Extract provided:
/---

Blogs and Stories
How America Blew It in Syria
An Iraq vet on why U.S. attacks on Syria threaten the possibility of a responsible withdrawal from Iraq.
On Monday, the US military announced that it conducted an air strike from Iraq into Syrian territory. The premise of this attack was that Syria’s inability or unwillingness to prevent terrorists from crossing into Iraq made it necessary for America to take matters into its own hands.
This is nothing new for American Foreign Policy post 9-11; the Bush Doctrine makes it quite clear that the USA will intervene to stop terrorism when other states cannot or will not do so. Even Senator Obama supports this nuance of President Bush’s otherwise lackluster strategy, stating that he would take matters into his own hands if Osama Bin Laden were found sheltered by the Pakistani government.
But Monday’s attack on Syrian soil highlights a deep problem that threatens the possibility of a responsible withdrawal. “The war in Iraq is not limited to Iraq,” begins a 2007 report (PDF) by Patricia Weiss Fagan of Georgetown’s Institute for the Study of International Migration. “[The Iraq War] has been exported in many forms and has profoundly affected dynamics throughout the Middle East region.” With a wistful notion of control on one side and a complete lack of control on the other, Washington and Damascus have transformed the Syrian border into an axis of regional instability.
The fact is that Syria made substantial efforts to check the flow of illicit traffic across its border. Sadly, this task has proven far too expensive and far too demanding for a country whose gross domestic product is less than a third of America’s annual Iraq-war budget. One could look at the proposed fence between Mexico and Texas to understand the enormous cost and challenges of securing a barren desert border; it’s impractical, even for a country as wealthy and powerful as the USA.
Last month, I travelled to Syria to visit my Iraqi friends who had recently fled their homes. The journey shattered my preconceptions about Syria and my ignorant notions about life as a refugee. There are no camps or tents or lines for food, just ghettos with apartments and shops where women covered in black shop for bras like everyone else. The situation seems strangely normal, except that a pervasive sense of hopelessness grips the community—nearly everyone is out of work. Above all, I was shocked when my Iraqi hosts chartered a taxi to a desert canyon village, where thousands of Syrian and Iraqi Christians celebrated the life of Saint Thecla with fireworks and whiskey (a lively combination to say the least!).

\---

Information shown:
/---

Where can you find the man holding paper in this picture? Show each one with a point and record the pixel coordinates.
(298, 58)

\---

Stated problem 1:
List every person the Syria article names.
Stated problem 2:
Return the passage of the Syria article between "On Monday, the" and "the Pakistani government.", inclusive.
Rely only on the Syria article for what comes next, not on the material.

Exercise output 1:
- Senator Obama
- President Bush
- Osama Bin Laden
- Patricia Weiss Fagan
- Saint Thecla

Exercise output 2:
On Monday, the US military announced that it conducted an air strike from Iraq into Syrian territory. The premise of this attack was that Syria’s inability or unwillingness to prevent terrorists from crossing into Iraq made it necessary for America to take matters into its own hands.
This is nothing new for American Foreign Policy post 9-11; the Bush Doctrine makes it quite clear that the USA will intervene to stop terrorism when other states cannot or will not do so. Even Senator Obama supports this nuance of President Bush’s otherwise lackluster strategy, stating that he would take matters into his own hands if Osama Bin Laden were found sheltered by the Pakistani government.